Change each "det" in the material below to "detect", and write all the lines out again with nothing else altered.

EXTRACTED ENTRIES:
========================================================================
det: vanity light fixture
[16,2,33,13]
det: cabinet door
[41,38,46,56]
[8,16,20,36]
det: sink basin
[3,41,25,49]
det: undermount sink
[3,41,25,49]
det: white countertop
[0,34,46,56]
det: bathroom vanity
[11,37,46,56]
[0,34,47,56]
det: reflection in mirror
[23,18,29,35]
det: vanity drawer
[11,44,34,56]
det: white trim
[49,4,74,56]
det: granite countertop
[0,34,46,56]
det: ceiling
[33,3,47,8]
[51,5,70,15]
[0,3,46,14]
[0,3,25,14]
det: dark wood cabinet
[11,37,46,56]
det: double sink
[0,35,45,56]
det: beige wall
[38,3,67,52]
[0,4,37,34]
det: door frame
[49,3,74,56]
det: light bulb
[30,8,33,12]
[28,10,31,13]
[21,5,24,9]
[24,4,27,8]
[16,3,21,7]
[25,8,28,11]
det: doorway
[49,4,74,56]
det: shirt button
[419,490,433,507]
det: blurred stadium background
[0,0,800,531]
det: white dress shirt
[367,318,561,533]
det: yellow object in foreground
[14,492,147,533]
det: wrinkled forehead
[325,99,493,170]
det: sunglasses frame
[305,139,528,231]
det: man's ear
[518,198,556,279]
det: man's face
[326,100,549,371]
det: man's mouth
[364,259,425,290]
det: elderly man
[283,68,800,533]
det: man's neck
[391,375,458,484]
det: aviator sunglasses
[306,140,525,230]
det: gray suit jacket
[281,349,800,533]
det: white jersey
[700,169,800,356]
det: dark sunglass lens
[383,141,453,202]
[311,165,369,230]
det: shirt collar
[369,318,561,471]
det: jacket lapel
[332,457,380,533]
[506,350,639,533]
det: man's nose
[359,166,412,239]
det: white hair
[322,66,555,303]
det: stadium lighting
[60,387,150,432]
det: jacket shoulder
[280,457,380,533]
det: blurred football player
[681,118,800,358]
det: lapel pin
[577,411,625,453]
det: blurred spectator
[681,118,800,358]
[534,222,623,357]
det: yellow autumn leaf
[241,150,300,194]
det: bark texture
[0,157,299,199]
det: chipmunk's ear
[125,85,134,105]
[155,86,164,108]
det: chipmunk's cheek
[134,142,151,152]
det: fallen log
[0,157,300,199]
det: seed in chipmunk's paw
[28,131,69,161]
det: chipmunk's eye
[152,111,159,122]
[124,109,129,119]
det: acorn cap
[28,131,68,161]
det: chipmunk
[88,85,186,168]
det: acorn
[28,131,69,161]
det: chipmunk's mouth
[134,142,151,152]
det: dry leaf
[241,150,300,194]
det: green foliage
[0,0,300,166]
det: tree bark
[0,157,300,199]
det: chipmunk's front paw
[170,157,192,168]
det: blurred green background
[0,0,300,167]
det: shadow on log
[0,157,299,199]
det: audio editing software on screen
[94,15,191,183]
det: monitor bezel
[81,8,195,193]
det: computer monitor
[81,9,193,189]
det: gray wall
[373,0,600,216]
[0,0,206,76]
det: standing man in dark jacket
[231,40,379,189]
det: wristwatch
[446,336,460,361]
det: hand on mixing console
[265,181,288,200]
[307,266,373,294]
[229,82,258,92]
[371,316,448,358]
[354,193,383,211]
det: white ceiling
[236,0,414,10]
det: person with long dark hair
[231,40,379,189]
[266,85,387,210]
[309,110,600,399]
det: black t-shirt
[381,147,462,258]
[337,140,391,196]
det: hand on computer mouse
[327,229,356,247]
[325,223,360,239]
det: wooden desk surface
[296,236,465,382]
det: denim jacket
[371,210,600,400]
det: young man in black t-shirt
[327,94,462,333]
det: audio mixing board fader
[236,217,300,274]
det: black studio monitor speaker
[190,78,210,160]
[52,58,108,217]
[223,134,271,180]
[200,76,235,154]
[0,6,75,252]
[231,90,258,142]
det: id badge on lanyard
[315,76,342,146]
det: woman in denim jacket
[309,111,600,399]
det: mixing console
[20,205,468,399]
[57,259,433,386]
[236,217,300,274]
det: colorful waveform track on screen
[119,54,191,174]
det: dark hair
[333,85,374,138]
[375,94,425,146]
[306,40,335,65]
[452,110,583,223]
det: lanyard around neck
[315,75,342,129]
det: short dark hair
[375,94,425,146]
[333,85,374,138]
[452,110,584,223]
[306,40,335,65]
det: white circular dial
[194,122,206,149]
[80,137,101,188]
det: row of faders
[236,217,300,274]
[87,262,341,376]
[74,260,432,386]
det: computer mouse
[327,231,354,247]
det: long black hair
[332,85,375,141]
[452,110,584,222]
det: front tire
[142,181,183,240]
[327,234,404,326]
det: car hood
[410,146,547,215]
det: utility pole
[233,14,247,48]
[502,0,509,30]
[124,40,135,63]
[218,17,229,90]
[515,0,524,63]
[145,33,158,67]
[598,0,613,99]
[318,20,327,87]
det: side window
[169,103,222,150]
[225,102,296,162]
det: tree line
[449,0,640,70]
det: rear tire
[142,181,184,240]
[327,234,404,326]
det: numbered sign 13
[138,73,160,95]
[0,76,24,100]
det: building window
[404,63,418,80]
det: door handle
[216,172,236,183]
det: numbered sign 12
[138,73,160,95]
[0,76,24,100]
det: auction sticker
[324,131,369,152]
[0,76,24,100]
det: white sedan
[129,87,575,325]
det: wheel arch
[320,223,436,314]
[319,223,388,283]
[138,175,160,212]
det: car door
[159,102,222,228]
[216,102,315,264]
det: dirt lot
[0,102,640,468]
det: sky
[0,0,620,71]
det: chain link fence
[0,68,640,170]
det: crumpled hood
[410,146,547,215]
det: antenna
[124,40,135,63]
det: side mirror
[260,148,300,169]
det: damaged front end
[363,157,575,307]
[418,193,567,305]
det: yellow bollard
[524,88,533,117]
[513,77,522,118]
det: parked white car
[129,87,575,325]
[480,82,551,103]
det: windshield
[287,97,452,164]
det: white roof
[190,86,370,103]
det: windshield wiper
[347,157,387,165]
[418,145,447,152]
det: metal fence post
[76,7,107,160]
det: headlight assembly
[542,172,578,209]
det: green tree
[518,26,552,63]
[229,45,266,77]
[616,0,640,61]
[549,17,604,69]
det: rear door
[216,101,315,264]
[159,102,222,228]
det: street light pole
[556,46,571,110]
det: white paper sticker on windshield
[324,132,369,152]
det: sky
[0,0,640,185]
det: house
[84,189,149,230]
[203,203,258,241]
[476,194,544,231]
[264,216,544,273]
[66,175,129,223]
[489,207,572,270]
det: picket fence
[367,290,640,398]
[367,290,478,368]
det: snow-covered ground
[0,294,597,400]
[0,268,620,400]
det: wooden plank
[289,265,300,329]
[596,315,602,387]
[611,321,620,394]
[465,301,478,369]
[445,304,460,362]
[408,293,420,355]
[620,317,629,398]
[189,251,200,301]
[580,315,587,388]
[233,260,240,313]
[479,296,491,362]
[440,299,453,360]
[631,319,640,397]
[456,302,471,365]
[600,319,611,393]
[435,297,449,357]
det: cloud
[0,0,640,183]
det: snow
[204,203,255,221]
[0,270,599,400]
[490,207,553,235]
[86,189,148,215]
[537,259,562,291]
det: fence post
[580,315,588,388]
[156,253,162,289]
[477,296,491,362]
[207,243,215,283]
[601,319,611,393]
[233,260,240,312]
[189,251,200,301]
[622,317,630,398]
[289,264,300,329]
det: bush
========================================================================
ANSWER BELOW:
detect: vanity light fixture
[16,2,33,13]
detect: cabinet door
[41,38,46,56]
[8,16,20,36]
detect: sink basin
[3,41,25,49]
detect: undermount sink
[3,41,25,49]
detect: white countertop
[0,34,46,56]
detect: bathroom vanity
[11,37,46,56]
[0,34,47,56]
detect: reflection in mirror
[23,18,29,35]
detect: vanity drawer
[11,44,34,56]
detect: white trim
[49,4,74,56]
detect: granite countertop
[0,34,46,56]
detect: ceiling
[33,3,47,8]
[51,5,70,15]
[0,3,46,14]
[0,3,25,14]
detect: dark wood cabinet
[11,37,46,56]
detect: double sink
[0,35,45,56]
detect: beige wall
[38,3,67,52]
[0,4,37,34]
detect: door frame
[49,3,74,56]
detect: light bulb
[30,8,33,12]
[28,10,31,13]
[21,5,24,9]
[24,4,27,8]
[16,3,21,7]
[25,8,28,11]
detect: doorway
[49,4,74,56]
detect: shirt button
[419,490,433,507]
detect: blurred stadium background
[0,0,800,531]
detect: white dress shirt
[367,318,561,533]
detect: yellow object in foreground
[14,492,147,533]
detect: wrinkled forehead
[325,99,493,170]
detect: sunglasses frame
[305,139,528,231]
detect: man's ear
[518,198,556,279]
detect: man's face
[326,100,549,371]
detect: man's mouth
[364,259,425,290]
detect: elderly man
[283,68,800,533]
detect: man's neck
[391,375,458,484]
detect: aviator sunglasses
[306,140,525,230]
detect: gray suit jacket
[281,349,800,533]
detect: white jersey
[700,169,800,356]
detect: dark sunglass lens
[383,141,453,202]
[311,165,369,230]
detect: shirt collar
[369,318,561,471]
detect: jacket lapel
[332,457,380,533]
[506,350,639,533]
detect: man's nose
[359,166,412,239]
detect: white hair
[322,66,555,303]
detect: stadium lighting
[60,387,150,432]
detect: jacket shoulder
[280,457,380,533]
detect: blurred football player
[681,118,800,358]
detect: lapel pin
[577,411,625,453]
detect: blurred spectator
[681,118,800,358]
[534,222,623,357]
detect: yellow autumn leaf
[241,150,300,194]
detect: bark texture
[0,157,299,199]
detect: chipmunk's ear
[125,85,134,105]
[155,86,164,108]
detect: chipmunk's cheek
[134,142,151,152]
detect: fallen log
[0,157,300,199]
detect: seed in chipmunk's paw
[28,131,69,161]
detect: chipmunk's eye
[152,111,159,122]
[124,109,129,119]
detect: acorn cap
[28,131,68,161]
detect: chipmunk
[88,85,186,168]
detect: acorn
[28,131,69,161]
detect: chipmunk's mouth
[134,142,151,152]
detect: dry leaf
[241,150,300,194]
detect: green foliage
[0,0,300,166]
detect: tree bark
[0,157,300,199]
detect: chipmunk's front paw
[170,157,192,168]
detect: blurred green background
[0,0,300,167]
detect: shadow on log
[0,157,299,199]
detect: audio editing software on screen
[94,15,191,183]
detect: monitor bezel
[81,8,195,193]
detect: computer monitor
[81,9,193,189]
detect: gray wall
[373,0,600,216]
[0,0,206,76]
detect: standing man in dark jacket
[231,40,379,189]
detect: wristwatch
[446,336,460,361]
detect: hand on mixing console
[265,181,288,200]
[307,266,373,294]
[229,82,258,92]
[371,316,448,358]
[354,193,383,211]
detect: white ceiling
[236,0,414,10]
detect: person with long dark hair
[231,40,379,189]
[266,85,387,210]
[309,110,600,399]
detect: black t-shirt
[381,147,462,258]
[337,140,391,196]
detect: hand on computer mouse
[327,229,356,247]
[325,223,360,239]
detect: wooden desk surface
[296,236,465,382]
detect: denim jacket
[371,210,600,400]
detect: young man in black t-shirt
[327,94,462,333]
detect: audio mixing board fader
[236,217,300,274]
detect: black studio monitor speaker
[190,78,210,160]
[52,58,108,217]
[223,134,271,180]
[200,76,235,154]
[0,6,75,252]
[231,90,258,142]
detect: id badge on lanyard
[315,76,342,146]
detect: woman in denim jacket
[309,111,600,399]
detect: mixing console
[20,205,468,399]
[57,259,433,386]
[236,217,300,274]
detect: colorful waveform track on screen
[119,54,191,174]
detect: dark hair
[333,85,374,138]
[375,94,425,146]
[306,40,335,65]
[452,110,583,223]
detect: lanyard around neck
[315,75,342,129]
detect: short dark hair
[375,94,425,146]
[333,85,374,138]
[452,110,584,223]
[306,40,335,65]
detect: white circular dial
[194,122,206,149]
[80,137,101,188]
detect: row of faders
[236,217,300,274]
[87,262,341,376]
[74,260,432,386]
detect: computer mouse
[327,231,354,247]
detect: long black hair
[332,85,375,141]
[452,110,584,222]
detect: front tire
[142,181,183,240]
[327,234,404,326]
detect: car hood
[410,146,547,215]
detect: utility pole
[233,14,247,48]
[502,0,509,30]
[124,40,135,63]
[218,17,229,90]
[515,0,524,63]
[145,33,158,67]
[598,0,613,99]
[318,20,327,87]
detect: side window
[169,103,222,150]
[225,102,296,162]
detect: tree line
[449,0,640,70]
detect: rear tire
[142,181,184,240]
[327,234,404,326]
detect: numbered sign 13
[138,73,160,95]
[0,76,24,100]
detect: building window
[404,63,418,80]
detect: door handle
[216,172,236,183]
detect: numbered sign 12
[138,73,160,95]
[0,76,24,100]
detect: auction sticker
[324,131,369,152]
[0,76,24,100]
detect: white sedan
[129,87,575,325]
detect: wheel arch
[320,223,436,314]
[319,223,388,283]
[138,175,160,212]
detect: car door
[159,102,222,228]
[216,102,315,264]
detect: dirt lot
[0,102,640,468]
detect: sky
[0,0,620,71]
detect: chain link fence
[0,68,640,170]
detect: crumpled hood
[410,146,547,215]
detect: antenna
[124,40,135,63]
detect: side mirror
[260,148,300,169]
detect: damaged front end
[363,157,575,307]
[418,193,567,305]
detect: yellow bollard
[524,88,533,117]
[513,77,522,118]
detect: parked white car
[129,87,575,325]
[480,82,551,103]
detect: windshield
[287,97,452,164]
detect: white roof
[190,86,370,103]
detect: windshield wiper
[347,157,387,165]
[418,145,447,152]
detect: metal fence post
[76,7,107,160]
detect: headlight assembly
[542,172,578,209]
detect: green tree
[518,26,552,63]
[229,45,266,77]
[616,0,640,61]
[549,17,604,69]
detect: rear door
[216,101,315,264]
[159,102,222,228]
detect: street light pole
[556,46,571,110]
detect: white paper sticker on windshield
[324,132,369,152]
detect: sky
[0,0,640,185]
detect: house
[84,189,149,230]
[203,203,258,241]
[476,194,544,231]
[264,216,544,273]
[66,175,129,223]
[489,207,572,270]
detect: picket fence
[367,290,640,398]
[367,290,478,368]
detect: snow-covered ground
[0,294,597,400]
[0,268,620,400]
detect: wooden plank
[289,265,300,329]
[596,315,602,387]
[611,321,620,394]
[465,301,478,369]
[445,304,460,362]
[408,293,420,355]
[620,317,629,398]
[189,251,200,301]
[580,315,587,388]
[233,260,240,313]
[479,296,491,362]
[440,299,453,360]
[631,319,640,397]
[456,302,471,365]
[600,319,611,393]
[435,297,449,357]
detect: cloud
[0,0,640,183]
detect: snow
[204,203,255,221]
[0,270,599,400]
[490,207,553,235]
[86,189,148,215]
[537,259,562,291]
detect: fence post
[580,315,588,388]
[156,253,162,289]
[477,296,491,362]
[207,243,215,283]
[601,319,611,393]
[233,260,240,312]
[189,251,200,301]
[622,317,630,398]
[289,264,300,329]
detect: bush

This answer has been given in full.